_Yang Dikerjakan_
Tolong sebutkan wilayah tempat pendekatan itu berhasil, menurut bacaan di bawah.

_Bacaan_
————————
Pendekatan ini sudah digunakan secara luas, sejak mulainya pada akir
abad ke-18, dan memberi kerangka yang digunakan untuk semua survei
linguistik seluruh dunia sampai sekarang. Keberhasilan pendekatan ini di
Eurasia, di mana masih ada banyak sekali tulisan awal, tidak
dicerminkan di daerah lain di dunia, di mana klasifikasi pada keluarga
biasannya bersifat sementara.
————————
_Data_
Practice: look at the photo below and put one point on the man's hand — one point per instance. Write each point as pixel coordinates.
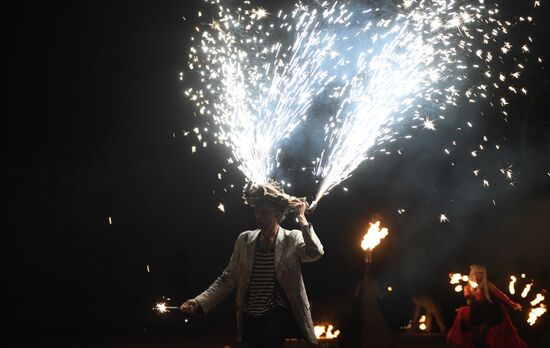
————————
_Hasil_
Di Eurasia.